Указание:
Выведете без изменений часть ветки форума ниже, которая открывается словами, содержащими «Как раз наиборот, дружище, меня», и завершается словами «с другими ветками...»?

Исправлено Kain (07.11.07 08:39)

Offline

#8  07.11.07 09:35

Re: О великом труде и исторической глупости

Как раз наиборот, дружище, меня гнобит, что люди не понимают более сложные, более нагруженные темы, чем "ты простил макаку, но не простил меня". Сравни кол-во коментов с другими ветками...

Offline

#9  13.11.07 15:30

Re: О великом труде и исторической глупости

4 байе: респект 4 крео

Offline

#10  13.11.07 17:45

Re: О великом труде и исторической глупости

Действуем в том же направлении, босс;)

 

#11  13.11.07 21:44

Re: О великом труде и исторической глупости

Забытая вечность
«Паашкаааа! Паашкаааа!..»

Исходные данные:
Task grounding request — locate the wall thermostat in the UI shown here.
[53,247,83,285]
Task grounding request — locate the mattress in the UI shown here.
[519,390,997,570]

Полный ответ:
Как раз наиборот, дружище, меня гнобит, что люди не понимают более сложные, более нагруженные темы, чем "ты простил макаку, но не простил меня". Сравни кол-во коментов с другими ветками...